-- START Information shown --

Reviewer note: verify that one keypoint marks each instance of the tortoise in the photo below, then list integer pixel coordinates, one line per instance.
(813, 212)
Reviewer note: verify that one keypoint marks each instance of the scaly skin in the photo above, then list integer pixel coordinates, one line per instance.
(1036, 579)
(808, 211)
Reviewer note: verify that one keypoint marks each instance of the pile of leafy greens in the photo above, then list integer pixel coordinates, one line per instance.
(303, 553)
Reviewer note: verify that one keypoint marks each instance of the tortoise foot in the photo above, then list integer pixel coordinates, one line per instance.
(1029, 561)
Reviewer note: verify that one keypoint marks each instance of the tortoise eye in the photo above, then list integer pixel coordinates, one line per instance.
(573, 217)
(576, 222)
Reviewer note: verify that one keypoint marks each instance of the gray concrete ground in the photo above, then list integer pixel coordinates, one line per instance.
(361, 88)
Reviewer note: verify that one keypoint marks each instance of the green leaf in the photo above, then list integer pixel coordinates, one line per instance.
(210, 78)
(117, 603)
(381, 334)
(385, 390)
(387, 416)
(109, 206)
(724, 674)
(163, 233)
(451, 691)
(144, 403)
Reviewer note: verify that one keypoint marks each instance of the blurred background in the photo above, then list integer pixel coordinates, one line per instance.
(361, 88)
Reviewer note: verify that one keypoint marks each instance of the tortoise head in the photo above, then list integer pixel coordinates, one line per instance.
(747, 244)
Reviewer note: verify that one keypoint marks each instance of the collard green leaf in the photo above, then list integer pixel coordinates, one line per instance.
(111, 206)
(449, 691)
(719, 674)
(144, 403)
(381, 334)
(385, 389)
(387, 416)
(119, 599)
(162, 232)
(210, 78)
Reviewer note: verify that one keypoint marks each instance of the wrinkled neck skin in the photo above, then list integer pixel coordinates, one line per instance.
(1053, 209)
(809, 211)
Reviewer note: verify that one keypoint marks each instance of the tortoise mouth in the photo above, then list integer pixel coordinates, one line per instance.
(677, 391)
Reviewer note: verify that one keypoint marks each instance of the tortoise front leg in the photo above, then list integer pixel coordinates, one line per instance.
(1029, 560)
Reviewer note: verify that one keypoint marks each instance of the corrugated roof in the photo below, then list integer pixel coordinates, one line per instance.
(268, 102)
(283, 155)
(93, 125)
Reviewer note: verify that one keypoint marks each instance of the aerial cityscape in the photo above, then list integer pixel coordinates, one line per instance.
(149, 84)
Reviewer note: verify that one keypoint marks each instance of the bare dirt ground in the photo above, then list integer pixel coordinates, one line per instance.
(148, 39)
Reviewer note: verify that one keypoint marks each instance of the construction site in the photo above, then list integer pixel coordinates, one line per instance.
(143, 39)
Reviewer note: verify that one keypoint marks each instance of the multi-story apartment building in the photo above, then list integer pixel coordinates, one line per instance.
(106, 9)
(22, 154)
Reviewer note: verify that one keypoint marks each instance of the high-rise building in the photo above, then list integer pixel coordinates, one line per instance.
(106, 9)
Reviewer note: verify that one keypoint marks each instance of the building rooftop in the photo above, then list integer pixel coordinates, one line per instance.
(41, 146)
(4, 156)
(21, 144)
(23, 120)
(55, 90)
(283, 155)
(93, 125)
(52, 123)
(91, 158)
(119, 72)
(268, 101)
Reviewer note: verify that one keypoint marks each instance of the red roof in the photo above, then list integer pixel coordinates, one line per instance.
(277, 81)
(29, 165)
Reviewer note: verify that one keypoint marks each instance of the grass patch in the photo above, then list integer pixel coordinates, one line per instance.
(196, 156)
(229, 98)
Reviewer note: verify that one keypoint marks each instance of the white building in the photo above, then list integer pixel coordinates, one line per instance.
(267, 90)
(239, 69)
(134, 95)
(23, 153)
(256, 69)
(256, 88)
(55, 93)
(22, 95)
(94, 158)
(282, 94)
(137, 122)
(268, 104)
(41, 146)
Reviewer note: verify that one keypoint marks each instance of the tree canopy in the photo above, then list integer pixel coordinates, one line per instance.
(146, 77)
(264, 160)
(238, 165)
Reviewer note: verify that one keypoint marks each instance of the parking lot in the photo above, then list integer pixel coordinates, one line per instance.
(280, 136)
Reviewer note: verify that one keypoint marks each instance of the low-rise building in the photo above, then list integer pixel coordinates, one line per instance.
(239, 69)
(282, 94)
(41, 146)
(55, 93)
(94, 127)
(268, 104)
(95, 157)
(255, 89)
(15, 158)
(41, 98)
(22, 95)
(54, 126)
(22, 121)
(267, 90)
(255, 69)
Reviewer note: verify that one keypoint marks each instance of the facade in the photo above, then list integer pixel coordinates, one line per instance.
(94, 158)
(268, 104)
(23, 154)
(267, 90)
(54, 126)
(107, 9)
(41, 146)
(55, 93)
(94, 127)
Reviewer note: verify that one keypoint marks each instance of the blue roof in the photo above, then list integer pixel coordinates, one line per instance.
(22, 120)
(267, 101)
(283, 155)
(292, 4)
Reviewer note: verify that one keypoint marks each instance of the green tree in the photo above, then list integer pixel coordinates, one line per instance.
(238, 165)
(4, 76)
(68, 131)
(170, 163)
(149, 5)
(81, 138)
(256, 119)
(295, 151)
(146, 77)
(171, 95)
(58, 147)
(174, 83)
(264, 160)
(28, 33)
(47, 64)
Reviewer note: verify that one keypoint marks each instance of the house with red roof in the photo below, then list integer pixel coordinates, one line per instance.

-- END Information shown --

Please extract exactly, and only, the lines from the line containing "of the blue" through the last line of the records.

=== Problem solution ===
Reviewer note: verify that one keypoint marks each instance of the blue roof in the photo above, then list integer pixel coordinates, one line per instance.
(22, 120)
(267, 101)
(283, 155)
(292, 4)
Reviewer note: verify that one keypoint marks each instance of the green tree in the photo above, then list integer pixel coordinates, one line per instance.
(238, 165)
(4, 76)
(68, 131)
(170, 163)
(149, 5)
(81, 138)
(256, 119)
(295, 151)
(146, 77)
(171, 95)
(58, 147)
(174, 83)
(264, 160)
(28, 33)
(47, 64)
Reviewer note: verify that one keypoint marks each instance of the house with red roof in the photo below, then list integer pixel coordinates, one line per instance.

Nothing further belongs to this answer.